%%
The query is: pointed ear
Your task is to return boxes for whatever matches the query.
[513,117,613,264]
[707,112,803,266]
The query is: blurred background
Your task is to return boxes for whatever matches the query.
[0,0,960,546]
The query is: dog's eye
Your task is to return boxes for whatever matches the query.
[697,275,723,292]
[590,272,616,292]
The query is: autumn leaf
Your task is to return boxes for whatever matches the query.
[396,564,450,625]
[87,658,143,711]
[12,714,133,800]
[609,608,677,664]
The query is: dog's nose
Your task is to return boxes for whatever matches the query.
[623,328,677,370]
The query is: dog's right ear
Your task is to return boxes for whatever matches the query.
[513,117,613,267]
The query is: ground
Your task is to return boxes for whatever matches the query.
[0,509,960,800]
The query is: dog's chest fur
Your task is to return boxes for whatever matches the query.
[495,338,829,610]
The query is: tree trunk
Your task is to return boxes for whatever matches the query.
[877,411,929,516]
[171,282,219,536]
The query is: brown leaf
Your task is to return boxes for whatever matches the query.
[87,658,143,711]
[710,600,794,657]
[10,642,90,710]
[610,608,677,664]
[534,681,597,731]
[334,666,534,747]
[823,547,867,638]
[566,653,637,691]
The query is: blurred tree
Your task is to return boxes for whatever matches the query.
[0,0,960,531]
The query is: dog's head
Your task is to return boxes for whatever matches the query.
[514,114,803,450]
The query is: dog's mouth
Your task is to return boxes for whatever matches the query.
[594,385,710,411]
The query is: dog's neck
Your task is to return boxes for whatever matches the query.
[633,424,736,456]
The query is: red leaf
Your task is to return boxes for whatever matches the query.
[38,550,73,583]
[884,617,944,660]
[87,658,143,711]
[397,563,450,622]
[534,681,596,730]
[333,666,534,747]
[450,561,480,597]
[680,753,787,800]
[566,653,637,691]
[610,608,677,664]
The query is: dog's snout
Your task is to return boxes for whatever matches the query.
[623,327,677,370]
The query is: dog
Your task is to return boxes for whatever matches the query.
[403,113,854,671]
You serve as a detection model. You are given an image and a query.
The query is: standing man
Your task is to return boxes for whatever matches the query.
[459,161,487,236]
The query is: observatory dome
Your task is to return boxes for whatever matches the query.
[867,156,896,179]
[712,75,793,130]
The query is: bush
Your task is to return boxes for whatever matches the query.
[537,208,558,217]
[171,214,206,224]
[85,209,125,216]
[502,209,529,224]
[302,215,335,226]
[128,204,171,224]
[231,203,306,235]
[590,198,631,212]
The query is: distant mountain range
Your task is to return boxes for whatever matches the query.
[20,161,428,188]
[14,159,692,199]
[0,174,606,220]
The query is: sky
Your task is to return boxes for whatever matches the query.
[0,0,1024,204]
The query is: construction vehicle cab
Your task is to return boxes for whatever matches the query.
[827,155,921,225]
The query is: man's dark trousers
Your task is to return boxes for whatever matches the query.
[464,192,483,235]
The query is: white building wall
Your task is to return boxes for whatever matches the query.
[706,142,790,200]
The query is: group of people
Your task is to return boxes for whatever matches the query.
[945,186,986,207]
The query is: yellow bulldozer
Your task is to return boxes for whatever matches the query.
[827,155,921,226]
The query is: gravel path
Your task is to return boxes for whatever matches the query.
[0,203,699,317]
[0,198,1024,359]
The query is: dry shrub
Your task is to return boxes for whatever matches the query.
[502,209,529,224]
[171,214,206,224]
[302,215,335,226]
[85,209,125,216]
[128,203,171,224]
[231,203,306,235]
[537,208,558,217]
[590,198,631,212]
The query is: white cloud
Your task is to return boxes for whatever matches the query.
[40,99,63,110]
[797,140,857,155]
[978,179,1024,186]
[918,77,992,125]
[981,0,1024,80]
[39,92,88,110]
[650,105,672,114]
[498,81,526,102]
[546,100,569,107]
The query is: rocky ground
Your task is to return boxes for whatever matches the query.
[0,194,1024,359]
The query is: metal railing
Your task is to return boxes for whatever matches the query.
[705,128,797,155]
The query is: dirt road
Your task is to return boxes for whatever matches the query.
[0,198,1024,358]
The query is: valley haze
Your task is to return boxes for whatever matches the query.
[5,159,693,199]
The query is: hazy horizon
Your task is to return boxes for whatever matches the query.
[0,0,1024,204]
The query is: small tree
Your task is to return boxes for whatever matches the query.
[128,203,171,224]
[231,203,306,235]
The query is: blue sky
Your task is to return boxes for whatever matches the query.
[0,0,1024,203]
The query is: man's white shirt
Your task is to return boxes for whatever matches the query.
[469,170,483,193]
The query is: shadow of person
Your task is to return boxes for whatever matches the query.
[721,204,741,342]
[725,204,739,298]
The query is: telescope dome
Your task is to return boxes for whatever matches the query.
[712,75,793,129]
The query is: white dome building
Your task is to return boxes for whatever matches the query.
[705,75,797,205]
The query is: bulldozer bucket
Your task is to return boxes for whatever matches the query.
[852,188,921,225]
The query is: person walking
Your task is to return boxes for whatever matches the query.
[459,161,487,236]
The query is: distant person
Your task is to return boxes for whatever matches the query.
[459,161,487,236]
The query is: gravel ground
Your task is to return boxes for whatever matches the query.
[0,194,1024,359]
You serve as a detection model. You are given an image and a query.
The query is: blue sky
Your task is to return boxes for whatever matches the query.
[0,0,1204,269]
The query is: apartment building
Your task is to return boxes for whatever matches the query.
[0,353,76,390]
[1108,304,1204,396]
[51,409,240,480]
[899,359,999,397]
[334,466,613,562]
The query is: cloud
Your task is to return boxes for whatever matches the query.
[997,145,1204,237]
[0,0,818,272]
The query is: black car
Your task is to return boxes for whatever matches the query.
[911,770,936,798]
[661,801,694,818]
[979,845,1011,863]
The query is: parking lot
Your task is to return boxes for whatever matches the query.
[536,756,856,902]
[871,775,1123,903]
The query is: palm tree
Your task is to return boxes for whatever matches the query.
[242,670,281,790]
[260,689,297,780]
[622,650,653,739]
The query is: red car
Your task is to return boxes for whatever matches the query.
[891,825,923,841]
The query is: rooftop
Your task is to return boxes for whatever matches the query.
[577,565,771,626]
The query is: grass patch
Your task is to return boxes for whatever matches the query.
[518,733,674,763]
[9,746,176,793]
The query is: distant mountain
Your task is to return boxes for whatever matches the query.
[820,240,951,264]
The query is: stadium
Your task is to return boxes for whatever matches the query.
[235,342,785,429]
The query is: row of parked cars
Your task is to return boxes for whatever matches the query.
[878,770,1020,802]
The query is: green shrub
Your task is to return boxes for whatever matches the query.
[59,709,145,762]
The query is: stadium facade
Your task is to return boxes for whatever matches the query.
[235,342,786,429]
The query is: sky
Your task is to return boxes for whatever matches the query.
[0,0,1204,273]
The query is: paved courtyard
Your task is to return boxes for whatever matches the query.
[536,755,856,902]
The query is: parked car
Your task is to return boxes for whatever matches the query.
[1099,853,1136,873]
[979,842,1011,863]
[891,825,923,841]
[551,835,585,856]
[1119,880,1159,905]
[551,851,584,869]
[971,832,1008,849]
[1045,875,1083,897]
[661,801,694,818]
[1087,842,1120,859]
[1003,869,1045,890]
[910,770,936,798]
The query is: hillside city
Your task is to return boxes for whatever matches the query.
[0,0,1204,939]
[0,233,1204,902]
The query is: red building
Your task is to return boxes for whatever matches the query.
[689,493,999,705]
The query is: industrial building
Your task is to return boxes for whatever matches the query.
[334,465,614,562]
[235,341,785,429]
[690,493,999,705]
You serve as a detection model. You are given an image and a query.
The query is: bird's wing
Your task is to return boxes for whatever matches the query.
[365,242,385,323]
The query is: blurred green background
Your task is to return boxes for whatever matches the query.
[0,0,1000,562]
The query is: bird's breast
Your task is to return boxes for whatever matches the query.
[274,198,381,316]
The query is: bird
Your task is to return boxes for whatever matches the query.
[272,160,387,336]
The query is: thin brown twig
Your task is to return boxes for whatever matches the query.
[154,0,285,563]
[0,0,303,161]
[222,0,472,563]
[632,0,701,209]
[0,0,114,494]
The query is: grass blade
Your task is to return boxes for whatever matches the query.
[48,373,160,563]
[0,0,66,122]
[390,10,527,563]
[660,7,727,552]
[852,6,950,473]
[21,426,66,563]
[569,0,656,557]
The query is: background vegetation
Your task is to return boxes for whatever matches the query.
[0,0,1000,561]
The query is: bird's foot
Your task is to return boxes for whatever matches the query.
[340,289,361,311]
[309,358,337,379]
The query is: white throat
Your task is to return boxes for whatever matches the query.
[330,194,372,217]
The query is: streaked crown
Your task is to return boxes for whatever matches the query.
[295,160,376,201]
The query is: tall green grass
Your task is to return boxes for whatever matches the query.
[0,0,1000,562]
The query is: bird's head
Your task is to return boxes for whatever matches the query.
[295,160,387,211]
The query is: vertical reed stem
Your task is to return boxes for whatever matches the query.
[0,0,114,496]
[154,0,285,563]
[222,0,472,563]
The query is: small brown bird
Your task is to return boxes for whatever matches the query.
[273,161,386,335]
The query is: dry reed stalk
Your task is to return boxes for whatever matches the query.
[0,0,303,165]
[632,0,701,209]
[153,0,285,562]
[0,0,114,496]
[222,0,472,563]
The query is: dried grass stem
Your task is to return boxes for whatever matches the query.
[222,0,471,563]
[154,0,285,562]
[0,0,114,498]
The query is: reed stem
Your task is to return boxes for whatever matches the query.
%%
What you have to do >> Rewrite the stretch of the records from the line containing "The query is: man's dark trousers" through the line containing "[0,0,1024,203]", changing "dry shrub" to "dead shrub" and leaving everything else as it is.

Solution for this problem >>
The query is: man's dark trousers
Your task is to return boxes for whatever matches the query.
[464,192,483,235]
The query is: white building wall
Your task is to return boxes for whatever matches the query.
[706,142,790,200]
The query is: group of people
Your task is to return boxes for whatever matches the query.
[945,186,986,207]
The query is: yellow bulldozer
Your task is to return boxes for whatever matches the query.
[827,155,921,226]
The query is: gravel path
Your task is to return boxes for whatever matches the query.
[0,203,699,317]
[0,198,1024,359]
The query is: dead shrub
Your task is to return boxes for whatever matches the query.
[502,209,529,224]
[171,214,206,224]
[302,215,335,226]
[85,209,125,216]
[128,203,171,224]
[231,203,306,235]
[537,208,558,217]
[590,198,631,212]
The query is: white cloud
Your task is to return boxes for whatever matches the query.
[40,99,63,110]
[797,140,857,155]
[978,179,1024,186]
[918,77,992,125]
[981,0,1024,80]
[39,92,88,110]
[650,105,672,114]
[498,81,526,102]
[546,100,569,107]
The query is: rocky ground
Your task is to return boxes for whatever matches the query.
[0,194,1024,359]
The query is: metal railing
Your task is to return boxes for whatever matches the query.
[705,128,797,155]
The query is: dirt road
Your task is to return boxes for whatever matches the query.
[0,198,1024,358]
The query is: valley haze
Your task is to return boxes for whatever matches the query.
[5,159,693,199]
The query is: hazy horizon
Your task is to return boxes for whatever matches the query.
[0,0,1024,204]
The query is: small tree
Your task is to return boxes for whatever matches the query.
[128,203,171,224]
[231,203,306,235]
The query is: blue sky
Your task is to return boxes for whatever matches the query.
[0,0,1024,203]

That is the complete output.